• _DIRECTION_:
Could you change every "waterfall" in the material below to "cascade" and leave everything else as it is?

• _RECORDS TO USE_:
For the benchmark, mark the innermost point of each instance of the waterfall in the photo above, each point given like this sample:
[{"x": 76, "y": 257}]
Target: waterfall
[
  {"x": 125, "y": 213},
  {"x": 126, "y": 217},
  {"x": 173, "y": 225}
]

• _EXPECTED ANSWER_:
For the benchmark, mark the innermost point of each instance of the cascade in the photo above, each point given like this sample:
[{"x": 76, "y": 257}]
Target: cascade
[
  {"x": 125, "y": 213},
  {"x": 126, "y": 217},
  {"x": 173, "y": 225}
]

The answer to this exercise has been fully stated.